▶ **TEXT BLOCK**

One in a thousand Australians suffer from limb loss; that's more than 20,000 people who have to find prosthetics that are not only comfortable, but actually fit properly.
But now a team, known as Re:Purpose For Good is beginning to turn plastic waste into robotic prosthetics.
The idea came from a combination of Robotics & Prosthetics Engineer Gerardo Montoya's project of creating prosthetic limbs for children in Mexico, and the research on the environmental impact of eight million tonnes of plastic entering our oceans.
The team behind Re:Purpose For Good, which includes a robotics engineer, a sustainability specialist, biomedical engineer and an industrial designer, recently launched a Chuffed startup campaign, which reached its goal of $10,000 within four weeks.
The team from Re:Purpose For Good told HuffPost Australia when it comes to prosthetics, what's available in the current market is impractical and expensive, and it can also be very painful for the user.
"There's a 'one size fits all' design and this makes it really difficult to customise prosthetics to a user. Obviously, everyone is different and their needs are different, so usually more invasive surgery is required to make the prosthetics fit the person, instead of customising for their specific needs," one team member said.
"Our designs are comfortable and, most importantly custom built for a fraction of the cost."
A prosthetic hand, for example, will cost between $3,000-4000, while a 3D printed hand, made from recycled plastic, will cost around $200.
So far, the team has created a prosthetic leg, finger and hand. Since winning the People's Choice award at Pitch@Palace, Re:Purpose For Good is onto it's next R&D phase; to make prosthetics using recycled plastic.
"What we're doing is a world first. These plastic recycling machines exist, and 3D printing exists, and 3D printed prosthetics exists. But this will be the first design to use all three systems together. Additionally, the designs will be ergonomic and totally customisable to the user's taste; if you want a blue hand, you can," the team member said.

▶ **TASK INSTRUCTIONS**
1/ Answer these about the article on recycled-plastic prosthetics:
(a) What funding goal did the Chuffed campaign reach, and within how long?
(b) About how much will a 3D printed hand made from recycled plastic cost?
(c) Which award did the team win at Pitch@Palace?
2/ Please write a continuation of the article on recycled-plastic prosthetics, picking up after its final sentence.

▶ **EXERCISE DATA**
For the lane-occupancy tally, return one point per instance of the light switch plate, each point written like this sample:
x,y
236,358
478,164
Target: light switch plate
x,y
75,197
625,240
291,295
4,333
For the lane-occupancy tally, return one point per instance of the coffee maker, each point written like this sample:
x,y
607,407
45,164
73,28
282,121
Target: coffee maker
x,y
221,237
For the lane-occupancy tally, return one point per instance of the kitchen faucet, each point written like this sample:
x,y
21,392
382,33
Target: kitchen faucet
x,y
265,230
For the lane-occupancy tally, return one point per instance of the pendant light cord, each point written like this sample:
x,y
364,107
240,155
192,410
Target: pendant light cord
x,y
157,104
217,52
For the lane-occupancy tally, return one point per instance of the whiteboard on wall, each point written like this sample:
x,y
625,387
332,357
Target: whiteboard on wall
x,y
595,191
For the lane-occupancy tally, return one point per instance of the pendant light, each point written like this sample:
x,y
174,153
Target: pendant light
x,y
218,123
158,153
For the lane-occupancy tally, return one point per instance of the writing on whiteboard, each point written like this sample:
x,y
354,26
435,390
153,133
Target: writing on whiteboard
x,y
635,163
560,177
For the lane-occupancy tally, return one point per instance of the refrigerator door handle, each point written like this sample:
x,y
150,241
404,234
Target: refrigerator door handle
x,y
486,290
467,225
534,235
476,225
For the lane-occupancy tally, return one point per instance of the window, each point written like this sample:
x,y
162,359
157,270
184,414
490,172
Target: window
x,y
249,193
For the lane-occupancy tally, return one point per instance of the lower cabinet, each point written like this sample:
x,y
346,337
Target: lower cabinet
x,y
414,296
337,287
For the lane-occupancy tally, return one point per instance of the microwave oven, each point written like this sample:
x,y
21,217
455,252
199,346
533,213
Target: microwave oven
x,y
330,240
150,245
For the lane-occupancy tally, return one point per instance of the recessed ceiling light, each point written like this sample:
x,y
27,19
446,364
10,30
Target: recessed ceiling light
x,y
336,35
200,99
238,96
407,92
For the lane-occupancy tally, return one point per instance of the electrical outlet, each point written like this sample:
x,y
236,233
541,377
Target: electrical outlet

▶ **RESULTS FOR THE EXERCISE**
1/
(a) $10,000, within four weeks.
(b) Around $200.
(c) The People's Choice award.

2/
How it all works:
- The prosthetic is designed using 3D modelling for the mould, automation, programming and electronics.
- Waste plastic is gathered, llike ABS and PET plastic (PET is waste such as water bottles and peanut butter jars and ABS is items like keyboards and Lego) that goes through a mechanical process for it to be used as material to 3D print the design.
- The first step is shredding the plastic in to pellets (machine 1).
- Then the next machine washes the pellets (machine 2).
- Next is the extrusion process, where pellets are turned into filament (machine 3). This filament is what's used in the 3D printer (machine 4).
"We also use e-waste, like old smartphones that have all the circuitry and microprocessors we need that enable us to use intuitive design models so that a user with a prosthetic hand, for example, can grasp objects from the first fitting," the member said.
The team is currently working on a prosthetic leg (for a person that lost it to a rare form of cancer), a hand (for a boy who was born without a hand one) and a finger (for woman who lost her finger working for the army).
Money raised from the Chuffed campaign will be used to build more machines, pilot the first project and measure its impact.